▶ Instruction 1
Return the passage of the Cerro Torre article starting at "Colin's always psyched" and ending at "we partnered up.", copied word for word.
▶ Instruction 2
Carry the Cerro Torre article forward from its last sentence with a few more paragraphs in the same first-person voice.

Fantasyland - A deranged trip up Cerro Torre
The kid wouldn't let up. First, an email. Not just one email, either. Then phone calls.
"C'mon duder, you've got nothing better to do," Colin Haley said into the phone. I took another swig off my margarita, looked out my window at another splitter October day in Estes Park, and then threatened to call his parents.
Colin's always psyched for climbing. Only 23, he has the skills and alpine résumé to humble most crusty old veterans. When Colin was 10, his father took him up mountaineering routes in the Cascades. In high school, to harden himself for bivies, Colin slept on plywood — until he started getting laid, anyway. He recently had one of the finest yearlong alpine sending sprees (10 months, actually) ever, starting with his and Jed Brown's tremendous new route on the 7,600-vertical-foot north face of Mount Moffit (13,020 feet), in Alaska's remote Hayes Range. I'm 16 years older than Colin, and I envy his enthusiasm in a wistful, longing way. It makes me smile. I also knew it could only help me if we partnered up.

▶ Data rows
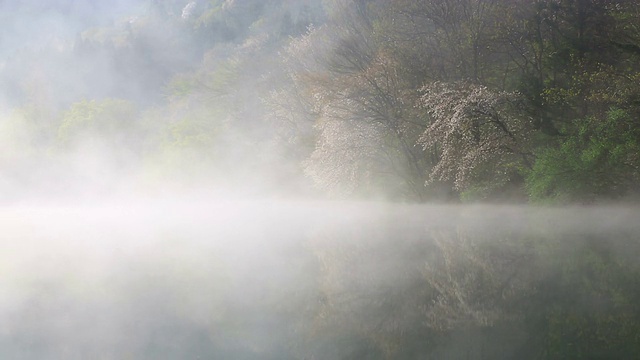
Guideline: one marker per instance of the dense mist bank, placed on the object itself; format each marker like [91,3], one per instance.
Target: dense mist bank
[242,279]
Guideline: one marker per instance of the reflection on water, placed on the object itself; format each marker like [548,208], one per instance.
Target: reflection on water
[301,280]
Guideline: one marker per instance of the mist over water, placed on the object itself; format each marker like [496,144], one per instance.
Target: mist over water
[267,279]
[177,182]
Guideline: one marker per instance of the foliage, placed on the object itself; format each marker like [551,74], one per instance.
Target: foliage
[598,159]
[473,127]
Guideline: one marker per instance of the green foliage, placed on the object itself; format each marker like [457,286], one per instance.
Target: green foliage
[598,159]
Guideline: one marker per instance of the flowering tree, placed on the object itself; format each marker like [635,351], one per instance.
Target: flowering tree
[479,133]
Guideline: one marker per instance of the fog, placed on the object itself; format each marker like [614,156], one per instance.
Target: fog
[249,279]
[168,190]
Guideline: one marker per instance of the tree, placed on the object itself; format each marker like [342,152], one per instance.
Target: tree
[481,136]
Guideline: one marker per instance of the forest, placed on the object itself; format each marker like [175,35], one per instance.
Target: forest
[411,101]
[428,179]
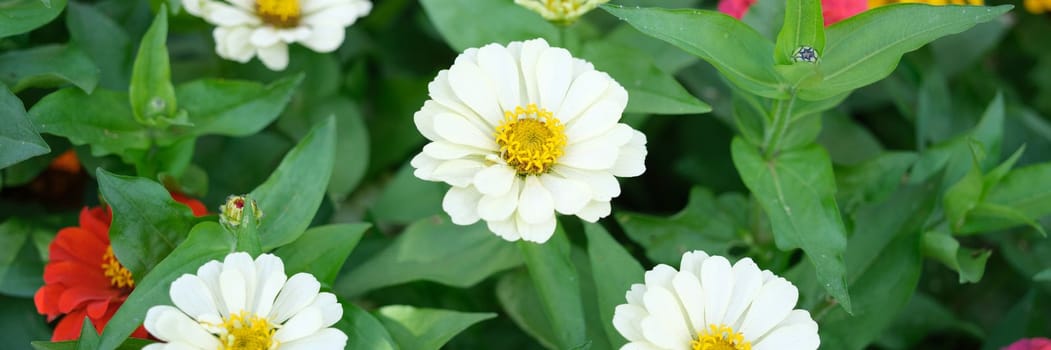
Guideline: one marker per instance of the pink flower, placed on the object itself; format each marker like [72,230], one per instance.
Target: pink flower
[833,11]
[1031,344]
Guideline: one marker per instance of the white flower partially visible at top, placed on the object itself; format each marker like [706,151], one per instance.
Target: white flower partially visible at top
[709,305]
[246,28]
[244,304]
[523,131]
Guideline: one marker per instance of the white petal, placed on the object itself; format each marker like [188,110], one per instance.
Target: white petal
[329,338]
[270,279]
[274,57]
[457,129]
[168,324]
[665,326]
[304,323]
[472,86]
[595,210]
[500,207]
[495,180]
[193,297]
[460,203]
[297,293]
[773,305]
[553,76]
[535,205]
[539,232]
[324,38]
[498,64]
[747,281]
[570,196]
[632,159]
[585,89]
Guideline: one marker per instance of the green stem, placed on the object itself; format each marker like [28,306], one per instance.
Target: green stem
[782,120]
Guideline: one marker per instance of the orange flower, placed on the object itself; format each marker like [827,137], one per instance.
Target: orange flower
[83,276]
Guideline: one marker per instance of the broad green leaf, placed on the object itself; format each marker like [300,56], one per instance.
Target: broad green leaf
[558,287]
[865,48]
[21,16]
[503,22]
[104,41]
[736,49]
[803,26]
[518,297]
[650,89]
[969,263]
[18,139]
[335,241]
[363,330]
[151,94]
[797,189]
[614,271]
[147,223]
[102,120]
[426,329]
[295,189]
[954,156]
[433,249]
[406,199]
[206,242]
[233,107]
[48,66]
[701,224]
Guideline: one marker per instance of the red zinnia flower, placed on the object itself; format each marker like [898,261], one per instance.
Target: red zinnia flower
[832,11]
[1031,344]
[83,276]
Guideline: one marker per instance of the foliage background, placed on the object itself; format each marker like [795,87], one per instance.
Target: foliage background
[989,292]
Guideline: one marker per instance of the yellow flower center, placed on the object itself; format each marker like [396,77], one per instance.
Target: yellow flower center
[245,331]
[119,276]
[282,14]
[531,140]
[720,337]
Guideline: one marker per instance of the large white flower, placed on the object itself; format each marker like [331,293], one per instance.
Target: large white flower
[245,304]
[523,131]
[246,28]
[709,305]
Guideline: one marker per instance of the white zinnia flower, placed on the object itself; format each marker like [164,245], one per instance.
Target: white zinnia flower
[265,27]
[523,131]
[245,304]
[709,305]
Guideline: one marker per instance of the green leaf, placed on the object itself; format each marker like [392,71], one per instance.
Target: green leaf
[102,120]
[558,286]
[233,107]
[363,330]
[797,189]
[650,89]
[22,16]
[969,263]
[335,241]
[151,94]
[48,66]
[865,48]
[18,139]
[503,22]
[746,59]
[147,223]
[104,41]
[293,192]
[433,249]
[614,271]
[206,242]
[803,26]
[426,329]
[702,223]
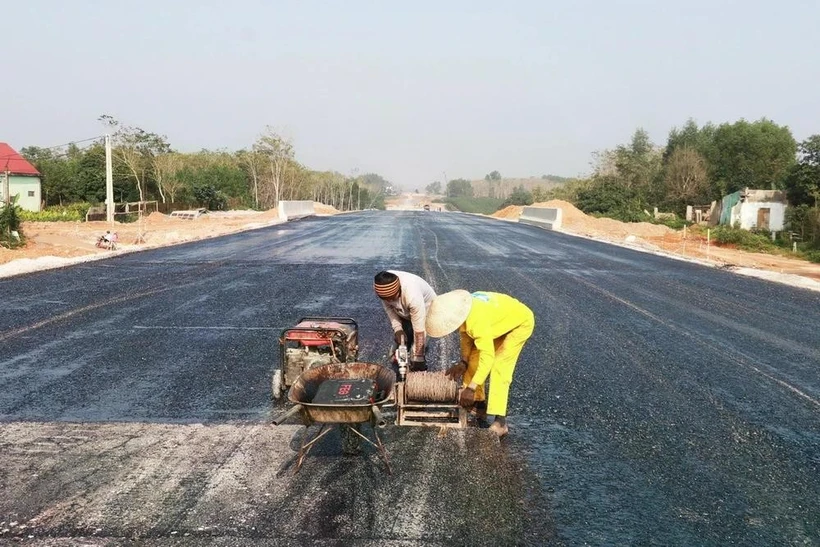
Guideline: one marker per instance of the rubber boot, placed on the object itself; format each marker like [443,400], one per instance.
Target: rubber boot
[480,409]
[499,426]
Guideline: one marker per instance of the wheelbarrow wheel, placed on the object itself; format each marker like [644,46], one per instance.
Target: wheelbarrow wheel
[351,443]
[277,387]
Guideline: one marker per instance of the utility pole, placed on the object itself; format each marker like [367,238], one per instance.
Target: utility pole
[109,182]
[6,190]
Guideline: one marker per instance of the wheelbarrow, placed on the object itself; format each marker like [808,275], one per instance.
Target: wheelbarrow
[347,415]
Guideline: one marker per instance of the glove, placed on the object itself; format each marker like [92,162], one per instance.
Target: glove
[467,398]
[418,365]
[456,371]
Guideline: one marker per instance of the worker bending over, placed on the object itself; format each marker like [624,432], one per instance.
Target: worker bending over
[405,298]
[493,329]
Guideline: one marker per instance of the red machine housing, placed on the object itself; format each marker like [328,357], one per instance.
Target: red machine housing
[312,342]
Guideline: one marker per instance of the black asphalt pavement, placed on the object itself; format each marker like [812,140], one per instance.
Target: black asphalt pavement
[658,402]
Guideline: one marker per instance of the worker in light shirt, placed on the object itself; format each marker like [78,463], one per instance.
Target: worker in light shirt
[493,328]
[405,298]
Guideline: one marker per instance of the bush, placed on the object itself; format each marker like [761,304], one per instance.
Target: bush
[676,223]
[484,206]
[72,212]
[10,225]
[742,239]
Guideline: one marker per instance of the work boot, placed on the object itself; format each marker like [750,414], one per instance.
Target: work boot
[499,427]
[480,410]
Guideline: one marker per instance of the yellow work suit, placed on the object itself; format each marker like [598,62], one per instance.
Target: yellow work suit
[492,337]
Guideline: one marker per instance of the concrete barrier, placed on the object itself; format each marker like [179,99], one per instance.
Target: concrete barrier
[289,210]
[545,217]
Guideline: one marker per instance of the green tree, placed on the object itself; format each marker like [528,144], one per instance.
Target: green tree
[519,196]
[802,183]
[459,188]
[686,176]
[608,196]
[751,154]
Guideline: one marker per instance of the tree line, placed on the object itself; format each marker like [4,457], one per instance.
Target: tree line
[146,168]
[696,166]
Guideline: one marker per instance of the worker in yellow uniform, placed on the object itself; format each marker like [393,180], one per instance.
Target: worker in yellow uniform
[494,328]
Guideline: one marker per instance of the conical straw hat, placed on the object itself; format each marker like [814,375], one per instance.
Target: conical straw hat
[447,312]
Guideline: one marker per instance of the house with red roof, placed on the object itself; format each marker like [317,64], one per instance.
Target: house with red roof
[20,178]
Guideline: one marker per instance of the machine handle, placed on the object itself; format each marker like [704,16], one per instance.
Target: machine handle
[378,417]
[282,417]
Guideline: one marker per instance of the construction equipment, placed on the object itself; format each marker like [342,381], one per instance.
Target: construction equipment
[429,399]
[339,407]
[313,342]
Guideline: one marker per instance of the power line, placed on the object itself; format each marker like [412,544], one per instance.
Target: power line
[64,154]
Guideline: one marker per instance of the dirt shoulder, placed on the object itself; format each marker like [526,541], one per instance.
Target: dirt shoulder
[691,244]
[55,244]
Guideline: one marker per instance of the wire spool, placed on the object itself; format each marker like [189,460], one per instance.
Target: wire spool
[430,387]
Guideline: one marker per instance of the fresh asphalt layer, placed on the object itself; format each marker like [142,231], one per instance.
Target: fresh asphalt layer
[658,402]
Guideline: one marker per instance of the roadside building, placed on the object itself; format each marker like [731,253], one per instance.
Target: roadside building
[23,179]
[765,209]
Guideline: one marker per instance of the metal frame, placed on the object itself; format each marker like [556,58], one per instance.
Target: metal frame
[326,428]
[415,413]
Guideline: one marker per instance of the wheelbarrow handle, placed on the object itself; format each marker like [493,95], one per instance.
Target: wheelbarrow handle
[282,417]
[378,417]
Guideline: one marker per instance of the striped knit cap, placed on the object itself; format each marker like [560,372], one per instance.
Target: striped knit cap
[388,290]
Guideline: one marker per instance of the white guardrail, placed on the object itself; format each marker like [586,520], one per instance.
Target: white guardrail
[294,209]
[545,217]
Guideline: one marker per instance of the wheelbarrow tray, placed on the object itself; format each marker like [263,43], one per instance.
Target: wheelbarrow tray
[304,389]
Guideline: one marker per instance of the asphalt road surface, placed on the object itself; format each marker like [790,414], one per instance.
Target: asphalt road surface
[658,402]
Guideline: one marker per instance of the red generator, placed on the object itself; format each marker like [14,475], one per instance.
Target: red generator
[313,341]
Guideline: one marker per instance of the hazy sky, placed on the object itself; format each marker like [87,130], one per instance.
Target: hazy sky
[408,89]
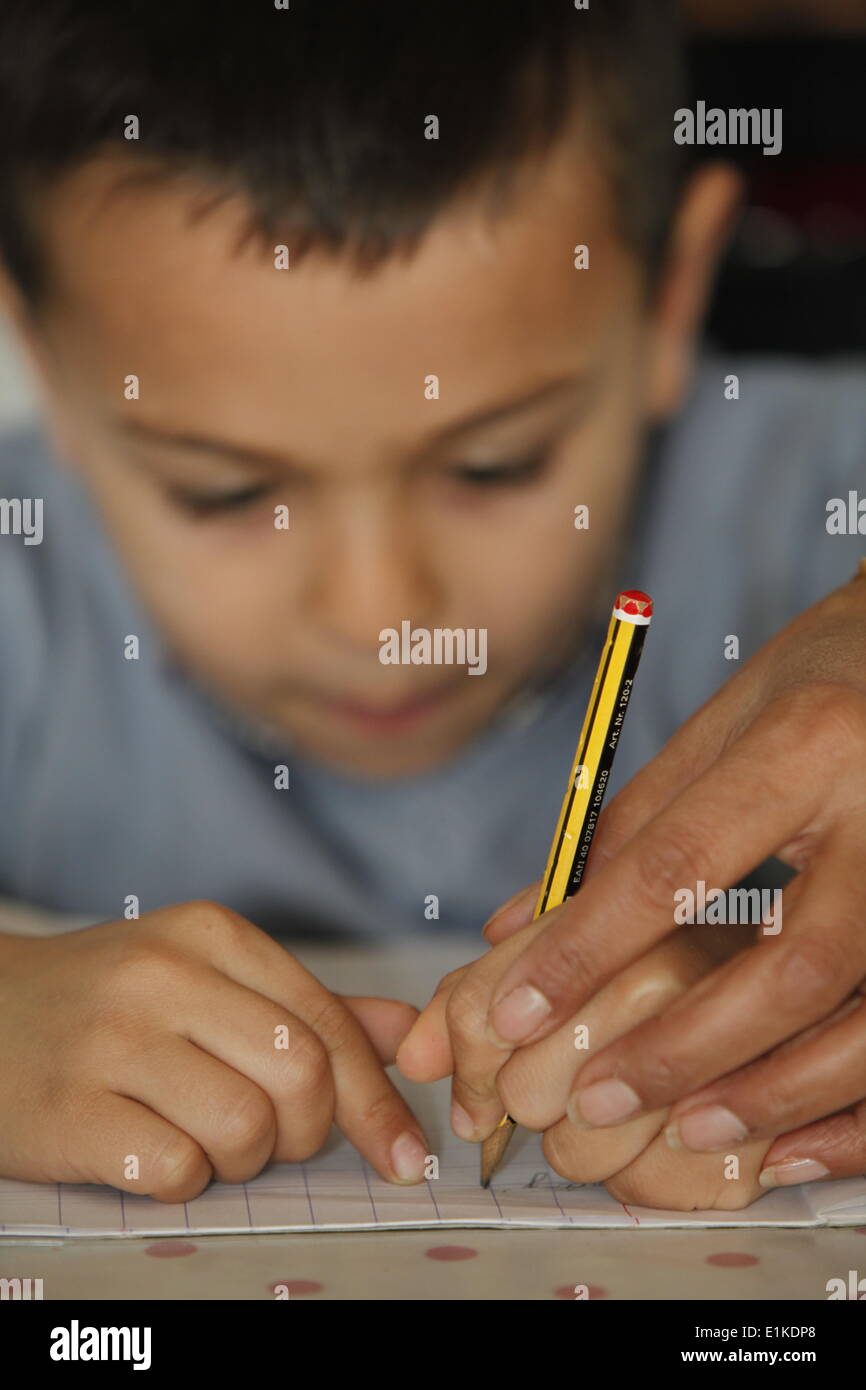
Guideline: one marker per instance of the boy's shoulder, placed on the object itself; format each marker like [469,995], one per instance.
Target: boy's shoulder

▶ Right answer 1
Colin's always psyched for climbing. Only 23, he has the skills and alpine résumé to humble most crusty old veterans. When Colin was 10, his father took him up mountaineering routes in the Cascades. In high school, to harden himself for bivies, Colin slept on plywood — until he started getting laid, anyway. He recently had one of the finest yearlong alpine sending sprees (10 months, actually) ever, starting with his and Jed Brown's tremendous new route on the 7,600-vertical-foot north face of Mount Moffit (13,020 feet), in Alaska's remote Hayes Range. I'm 16 years older than Colin, and I envy his enthusiasm in a wistful, longing way. It makes me smile. I also knew it could only help me if we partnered up.

▶ Right answer 2
"Yeah, Colin, good point," I said, sighing and scanning my list of excuses: piano lessons, not quite done with this bag of chips, forgot my crampons.
I was broke, just returned from Pakistan, and didn't feel like getting serious about my climbing. Once I commit, my pride gets in the way — I'd have to start training. Hard. Now. Another swig off the marg.
"I have a life, man," I lied. The big Ultimate Fighting match between Tito Ortiz and Chuck Liddell was December 30, and Hooters always shows the pay-per-view fights for free. I don't think they have Hooters in El Chalten. (At least, not the ones with TVs.) Besides, I'd never been to Patagonia and I hate to break with tradition.
And I have a "hippie" problem. Now don't get me wrong, I'm a peace-loving guy, but something about bongo drums and slacklines makes me want to break things. And Patagonia, I'd heard, has the worst kind of hippies: the fake ones. You know, the faux-hippie-football-jock-frat-boy-combo hippies: the über-annoying bro-brah-braus. Rumor had it they infest El Chalten, where the notorious Patagonian weather means they can just smoke weed, spray, and do nothing. After festering for seven weeks in Pakistan just a couple months earlier — complete with retreat heartbreakingly short of Shingu Charpa's summit after three days and 45 pitches — maybe my brah-chi was off. So festering with a caravan of twirling goldbrickers sounded about as fun as a gutful of pinworms.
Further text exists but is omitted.